-- Source passage --
--- BEGIN ---

We pause with three small decisions: do we have permission to probe our logs? Can we spare 15 minutes of a colleague’s time? Will we use a public benchmark or peer contact? Each choice defines the quality of our comparison.

Part 2 — Measure what matters: pick 3–6 numeric parameters (30–60 minutes)
TRIZ requires parameters to be comparable. We pick a short set of metrics that describe both performance and cost, or quality and speed. The set should be tailored to the system but usually includes a primary performance parameter and 2–3 supporting parameters.

Common parameter families and example units:

  • Time: minutes, seconds, median/95th percentile
  • Throughput: count per hour/day
  • Error rate: errors per 1,000 events
  • Resource use: CPU hours, MB, mg (for consumables)
  • Cost: USD per transaction

Example for a CI pipeline (we show real numbers)

  • Primary: Median time between push and staged deploy = 32 minutes
  • Supporting 1: Total test count = 1,200 tests
  • Supporting 2: Mean test runtime = 0.95 seconds/test → total test runtime ≈ 19 minutes (1,140 seconds)
  • Supporting 3: Post‑deploy incidents = 4 per 1,000 deploys (0.4%)

Comparator (best‑in‑class example)

  • Primary: Median time = 8 minutes
  • Supporting 1: Total test count = 800 tests
  • Supporting 2: Mean test runtime = 0.5 seconds/test → total test runtime ≈ 6.7 minutes
  • Supporting 3: Post‑deploy incidents = 3 per 1,000 deploys (0.3%)

We note two things: (1)

--- END ---

-- What this exercise asks --
**a)** Write out, word for word, the section of the passage on TRIZ parameters that runs from "Part 2 — Measure" down to "show real numbers)".
**b)** Based on the passage on TRIZ parameters, answer yes or no to each statement and quote the words that decide it: (i) The comparator's primary parameter is a median time of 8 minutes. (ii) The CI pipeline example has a total test count of 800 tests. (iii) The passage says to pick 3–6 numeric parameters.

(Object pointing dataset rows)
--- BEGIN ---

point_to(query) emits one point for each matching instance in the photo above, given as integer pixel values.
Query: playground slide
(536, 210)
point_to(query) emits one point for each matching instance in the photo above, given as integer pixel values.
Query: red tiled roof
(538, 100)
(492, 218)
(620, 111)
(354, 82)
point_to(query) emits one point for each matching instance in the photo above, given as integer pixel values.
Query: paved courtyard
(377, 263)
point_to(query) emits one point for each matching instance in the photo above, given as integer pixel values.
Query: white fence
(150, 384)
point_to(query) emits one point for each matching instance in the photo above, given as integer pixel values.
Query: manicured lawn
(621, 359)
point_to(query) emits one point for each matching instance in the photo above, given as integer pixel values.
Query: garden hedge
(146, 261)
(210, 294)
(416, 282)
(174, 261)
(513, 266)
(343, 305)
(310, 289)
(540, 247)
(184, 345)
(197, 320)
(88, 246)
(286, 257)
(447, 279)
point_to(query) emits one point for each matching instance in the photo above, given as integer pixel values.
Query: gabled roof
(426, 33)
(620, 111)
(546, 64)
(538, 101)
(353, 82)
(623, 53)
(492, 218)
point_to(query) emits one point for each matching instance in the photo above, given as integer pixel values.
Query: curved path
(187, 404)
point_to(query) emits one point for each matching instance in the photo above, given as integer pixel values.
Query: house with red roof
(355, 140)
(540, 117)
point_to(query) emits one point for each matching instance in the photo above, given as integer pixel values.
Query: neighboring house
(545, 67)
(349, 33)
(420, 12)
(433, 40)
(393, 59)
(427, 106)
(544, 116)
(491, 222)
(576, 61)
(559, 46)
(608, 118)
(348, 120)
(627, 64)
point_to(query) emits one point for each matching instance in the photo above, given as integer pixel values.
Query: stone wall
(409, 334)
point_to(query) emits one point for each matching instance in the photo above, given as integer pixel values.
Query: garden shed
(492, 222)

--- END ---

-- The results --
**a)**
Part 2 — Measure what matters: pick 3–6 numeric parameters (30–60 minutes)
TRIZ requires parameters to be comparable. We pick a short set of metrics that describe both performance and cost, or quality and speed. The set should be tailored to the system but usually includes a primary performance parameter and 2–3 supporting parameters.

Common parameter families and example units:

  • Time: minutes, seconds, median/95th percentile
  • Throughput: count per hour/day
  • Error rate: errors per 1,000 events
  • Resource use: CPU hours, MB, mg (for consumables)
  • Cost: USD per transaction

Example for a CI pipeline (we show real numbers)

**b)**
(i) Yes: "Primary: Median time = 8 minutes"
(ii) No: "Total test count = 1,200 tests"
(iii) Yes: "pick 3–6 numeric parameters"